** Work required **
Pictures excluded, retype the lines from the one containing "Indicate one point per instance of the sky" through the last line of the data below, both included.
[[ Available data, beginning ]]
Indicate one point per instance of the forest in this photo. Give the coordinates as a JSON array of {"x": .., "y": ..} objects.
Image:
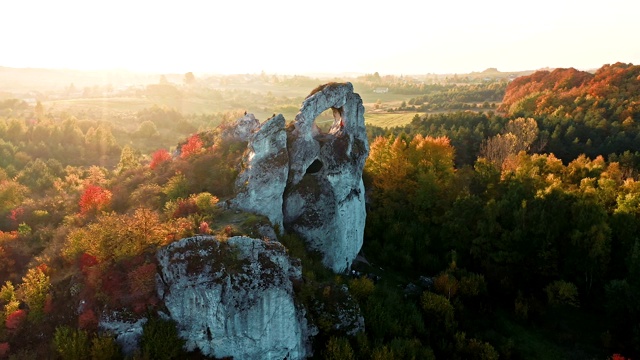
[{"x": 502, "y": 219}]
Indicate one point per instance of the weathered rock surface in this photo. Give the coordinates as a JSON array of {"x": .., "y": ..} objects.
[
  {"x": 234, "y": 298},
  {"x": 266, "y": 166},
  {"x": 323, "y": 200}
]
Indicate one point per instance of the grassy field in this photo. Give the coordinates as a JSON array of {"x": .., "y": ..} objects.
[{"x": 388, "y": 119}]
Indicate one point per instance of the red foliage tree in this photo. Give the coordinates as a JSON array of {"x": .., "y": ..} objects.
[
  {"x": 86, "y": 261},
  {"x": 159, "y": 157},
  {"x": 193, "y": 146},
  {"x": 185, "y": 208},
  {"x": 48, "y": 304},
  {"x": 16, "y": 216},
  {"x": 15, "y": 319},
  {"x": 87, "y": 320},
  {"x": 142, "y": 282},
  {"x": 4, "y": 349},
  {"x": 94, "y": 198}
]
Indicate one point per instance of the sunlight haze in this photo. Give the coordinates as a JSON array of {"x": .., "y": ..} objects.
[{"x": 287, "y": 37}]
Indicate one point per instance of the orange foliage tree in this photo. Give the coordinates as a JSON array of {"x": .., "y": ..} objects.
[
  {"x": 159, "y": 157},
  {"x": 94, "y": 199}
]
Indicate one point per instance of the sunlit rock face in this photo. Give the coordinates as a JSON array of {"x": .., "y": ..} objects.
[
  {"x": 234, "y": 298},
  {"x": 323, "y": 200},
  {"x": 265, "y": 164},
  {"x": 243, "y": 128}
]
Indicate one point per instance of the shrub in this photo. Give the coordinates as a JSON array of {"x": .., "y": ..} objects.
[
  {"x": 94, "y": 199},
  {"x": 361, "y": 288},
  {"x": 35, "y": 288},
  {"x": 438, "y": 309},
  {"x": 15, "y": 320},
  {"x": 87, "y": 320},
  {"x": 4, "y": 349},
  {"x": 104, "y": 347},
  {"x": 71, "y": 344},
  {"x": 160, "y": 339},
  {"x": 338, "y": 348}
]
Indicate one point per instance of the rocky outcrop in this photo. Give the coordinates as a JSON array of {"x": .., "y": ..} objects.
[
  {"x": 243, "y": 128},
  {"x": 127, "y": 332},
  {"x": 266, "y": 166},
  {"x": 234, "y": 298},
  {"x": 323, "y": 200}
]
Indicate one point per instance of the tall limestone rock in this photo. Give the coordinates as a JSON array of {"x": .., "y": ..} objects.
[
  {"x": 262, "y": 182},
  {"x": 324, "y": 200},
  {"x": 234, "y": 298},
  {"x": 322, "y": 196}
]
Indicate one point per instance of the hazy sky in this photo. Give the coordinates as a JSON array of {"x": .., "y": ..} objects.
[{"x": 330, "y": 36}]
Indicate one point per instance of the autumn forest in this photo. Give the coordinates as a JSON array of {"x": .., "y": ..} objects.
[{"x": 503, "y": 212}]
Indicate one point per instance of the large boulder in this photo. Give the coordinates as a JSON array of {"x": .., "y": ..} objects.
[
  {"x": 265, "y": 164},
  {"x": 234, "y": 298},
  {"x": 324, "y": 200}
]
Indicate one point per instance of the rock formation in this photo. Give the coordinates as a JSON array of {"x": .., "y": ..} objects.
[
  {"x": 262, "y": 182},
  {"x": 323, "y": 200},
  {"x": 234, "y": 298}
]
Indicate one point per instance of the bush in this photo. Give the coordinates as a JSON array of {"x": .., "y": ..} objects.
[
  {"x": 361, "y": 288},
  {"x": 71, "y": 344},
  {"x": 160, "y": 339},
  {"x": 104, "y": 347},
  {"x": 338, "y": 348}
]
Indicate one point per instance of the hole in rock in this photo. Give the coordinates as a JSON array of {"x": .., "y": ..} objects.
[{"x": 315, "y": 166}]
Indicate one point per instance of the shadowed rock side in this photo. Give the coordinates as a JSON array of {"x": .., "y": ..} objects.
[
  {"x": 323, "y": 200},
  {"x": 260, "y": 185},
  {"x": 234, "y": 298}
]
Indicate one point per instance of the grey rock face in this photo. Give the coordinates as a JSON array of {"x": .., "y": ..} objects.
[
  {"x": 266, "y": 166},
  {"x": 323, "y": 200},
  {"x": 234, "y": 298},
  {"x": 244, "y": 127}
]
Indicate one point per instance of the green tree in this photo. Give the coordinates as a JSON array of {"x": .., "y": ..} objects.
[
  {"x": 35, "y": 287},
  {"x": 128, "y": 159},
  {"x": 71, "y": 344},
  {"x": 338, "y": 348},
  {"x": 160, "y": 339}
]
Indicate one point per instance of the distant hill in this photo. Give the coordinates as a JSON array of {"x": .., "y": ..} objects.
[
  {"x": 544, "y": 92},
  {"x": 34, "y": 79},
  {"x": 581, "y": 112}
]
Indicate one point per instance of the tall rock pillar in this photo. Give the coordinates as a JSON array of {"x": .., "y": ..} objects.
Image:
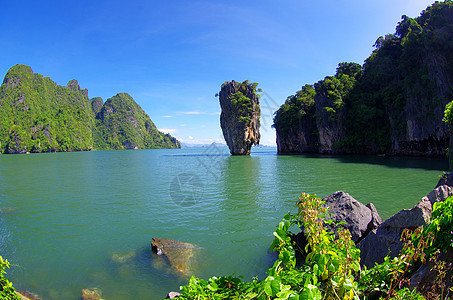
[{"x": 240, "y": 117}]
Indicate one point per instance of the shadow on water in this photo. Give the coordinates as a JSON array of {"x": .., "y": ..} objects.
[{"x": 405, "y": 162}]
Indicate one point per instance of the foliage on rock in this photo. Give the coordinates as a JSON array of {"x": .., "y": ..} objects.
[
  {"x": 37, "y": 115},
  {"x": 7, "y": 290},
  {"x": 393, "y": 103},
  {"x": 122, "y": 124},
  {"x": 332, "y": 267}
]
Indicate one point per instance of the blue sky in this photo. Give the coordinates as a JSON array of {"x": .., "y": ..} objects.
[{"x": 173, "y": 56}]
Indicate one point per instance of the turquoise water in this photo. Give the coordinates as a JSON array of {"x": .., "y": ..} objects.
[{"x": 70, "y": 221}]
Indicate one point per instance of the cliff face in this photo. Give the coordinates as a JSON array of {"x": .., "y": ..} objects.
[
  {"x": 37, "y": 115},
  {"x": 240, "y": 116},
  {"x": 122, "y": 124},
  {"x": 393, "y": 104}
]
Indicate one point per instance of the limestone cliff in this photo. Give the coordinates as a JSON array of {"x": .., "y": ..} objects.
[
  {"x": 37, "y": 115},
  {"x": 240, "y": 116}
]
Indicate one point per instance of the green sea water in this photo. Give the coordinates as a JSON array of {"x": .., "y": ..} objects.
[{"x": 70, "y": 221}]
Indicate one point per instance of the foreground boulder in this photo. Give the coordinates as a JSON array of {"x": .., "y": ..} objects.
[
  {"x": 180, "y": 255},
  {"x": 385, "y": 240},
  {"x": 358, "y": 218},
  {"x": 435, "y": 277},
  {"x": 240, "y": 117}
]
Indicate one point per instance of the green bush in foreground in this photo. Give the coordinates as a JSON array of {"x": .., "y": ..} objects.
[
  {"x": 7, "y": 290},
  {"x": 331, "y": 269}
]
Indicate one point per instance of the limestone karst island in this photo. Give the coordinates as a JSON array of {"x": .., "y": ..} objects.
[{"x": 330, "y": 179}]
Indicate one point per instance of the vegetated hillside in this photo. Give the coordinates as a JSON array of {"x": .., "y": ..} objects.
[
  {"x": 391, "y": 104},
  {"x": 37, "y": 115}
]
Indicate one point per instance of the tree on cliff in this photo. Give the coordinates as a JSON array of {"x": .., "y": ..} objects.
[
  {"x": 392, "y": 104},
  {"x": 240, "y": 117},
  {"x": 37, "y": 115}
]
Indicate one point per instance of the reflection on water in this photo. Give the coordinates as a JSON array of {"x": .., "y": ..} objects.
[{"x": 71, "y": 221}]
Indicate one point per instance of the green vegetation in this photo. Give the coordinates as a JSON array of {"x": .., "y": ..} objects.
[
  {"x": 36, "y": 115},
  {"x": 242, "y": 101},
  {"x": 7, "y": 290},
  {"x": 331, "y": 269},
  {"x": 296, "y": 107},
  {"x": 405, "y": 78},
  {"x": 122, "y": 124}
]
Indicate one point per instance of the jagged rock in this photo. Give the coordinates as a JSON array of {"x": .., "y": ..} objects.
[
  {"x": 180, "y": 255},
  {"x": 359, "y": 219},
  {"x": 74, "y": 86},
  {"x": 91, "y": 294},
  {"x": 386, "y": 238},
  {"x": 96, "y": 104},
  {"x": 240, "y": 117},
  {"x": 330, "y": 131},
  {"x": 172, "y": 295},
  {"x": 122, "y": 258}
]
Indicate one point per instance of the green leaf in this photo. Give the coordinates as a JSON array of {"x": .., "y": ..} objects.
[{"x": 272, "y": 286}]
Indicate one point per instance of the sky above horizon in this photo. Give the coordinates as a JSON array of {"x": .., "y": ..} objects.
[{"x": 173, "y": 56}]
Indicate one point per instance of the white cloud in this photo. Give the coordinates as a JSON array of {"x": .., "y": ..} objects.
[{"x": 168, "y": 130}]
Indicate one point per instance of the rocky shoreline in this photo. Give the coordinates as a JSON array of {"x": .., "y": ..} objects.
[{"x": 377, "y": 239}]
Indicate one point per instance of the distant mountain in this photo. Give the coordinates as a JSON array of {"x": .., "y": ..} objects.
[
  {"x": 122, "y": 124},
  {"x": 37, "y": 115}
]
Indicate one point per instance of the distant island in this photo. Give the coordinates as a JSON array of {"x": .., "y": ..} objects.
[
  {"x": 37, "y": 115},
  {"x": 392, "y": 104}
]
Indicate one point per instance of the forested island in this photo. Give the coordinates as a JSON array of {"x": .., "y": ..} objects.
[
  {"x": 392, "y": 104},
  {"x": 37, "y": 115}
]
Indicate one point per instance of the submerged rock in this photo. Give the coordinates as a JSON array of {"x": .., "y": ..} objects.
[
  {"x": 180, "y": 255},
  {"x": 122, "y": 258},
  {"x": 240, "y": 117},
  {"x": 91, "y": 294}
]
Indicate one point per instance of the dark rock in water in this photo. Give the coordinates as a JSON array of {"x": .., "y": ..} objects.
[
  {"x": 180, "y": 255},
  {"x": 91, "y": 294},
  {"x": 240, "y": 117},
  {"x": 386, "y": 238},
  {"x": 172, "y": 295},
  {"x": 360, "y": 219}
]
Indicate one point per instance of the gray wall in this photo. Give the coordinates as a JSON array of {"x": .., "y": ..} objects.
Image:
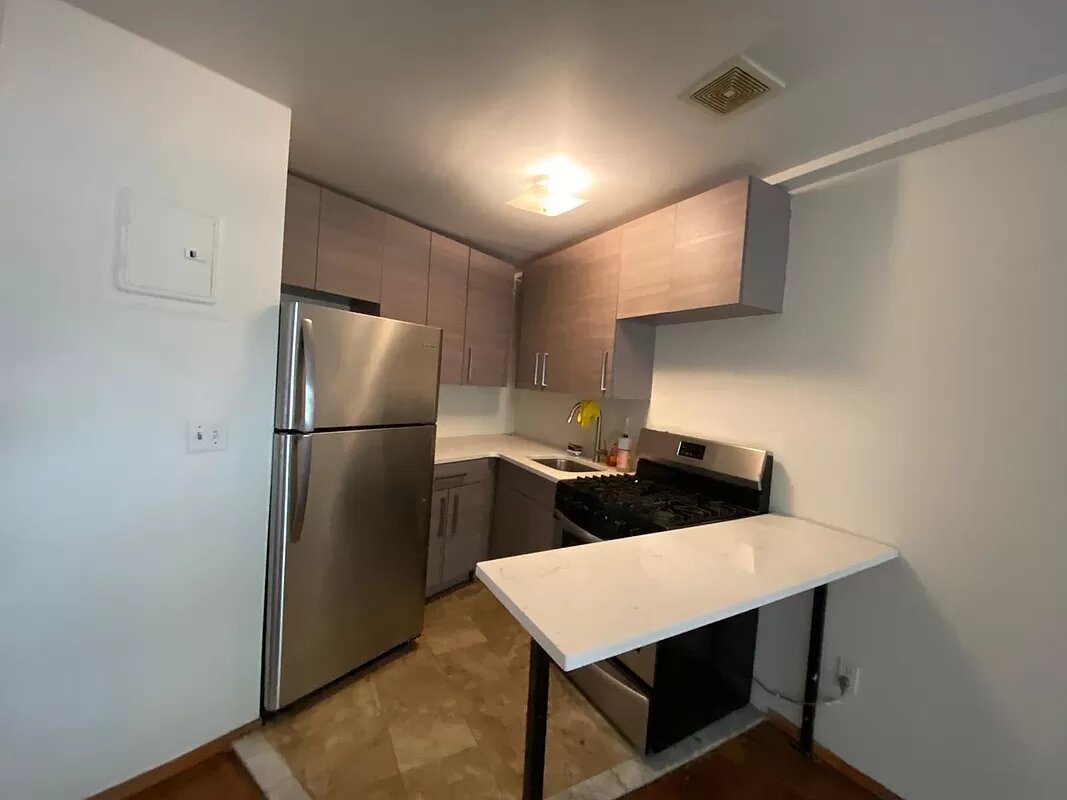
[[ Available data, end ]]
** Output for this task **
Indicate one point per instance of the sky above horizon in this photo. Give the coordinates as a JSON array of {"x": .., "y": ..} objects.
[{"x": 173, "y": 56}]
Indicate one point per instance of the white cloud in this photo. Give the coordinates as a JSON array of {"x": .., "y": ..} objects.
[{"x": 168, "y": 130}]
Indicate one point per instance of the rocky shoreline in this photo. Give the coordinates as a JSON array of {"x": .., "y": ..} objects.
[{"x": 377, "y": 239}]
Indicate one point per instance of the distant mountain in this photo. Give the coordinates as a JSON array of {"x": .., "y": ..} objects.
[
  {"x": 122, "y": 124},
  {"x": 37, "y": 115}
]
Indicate one point per instance of the distant island in this photo. Give the coordinates as a JSON array of {"x": .., "y": ..} objects.
[
  {"x": 37, "y": 115},
  {"x": 392, "y": 104}
]
Indicate one point per instance of the forested island in this photo. Give the coordinates as a JSON array of {"x": .., "y": ..} objects.
[
  {"x": 392, "y": 104},
  {"x": 37, "y": 115}
]
Indicate one point per instance of the submerged rock in this photo. Give the coordinates as a JSON array of {"x": .., "y": ..} objects.
[
  {"x": 180, "y": 255},
  {"x": 122, "y": 258},
  {"x": 240, "y": 117},
  {"x": 91, "y": 294}
]
Indicate one point per instance of the dark rock in water in this photo. Give the coordinates as a JSON array of {"x": .., "y": ..} objects.
[
  {"x": 180, "y": 255},
  {"x": 91, "y": 294},
  {"x": 240, "y": 117},
  {"x": 386, "y": 238},
  {"x": 172, "y": 295},
  {"x": 360, "y": 219}
]
Indicate one point per instance of the gray wall in this photo. Give the coordinates as a JSON array of {"x": .., "y": ..} objects.
Image:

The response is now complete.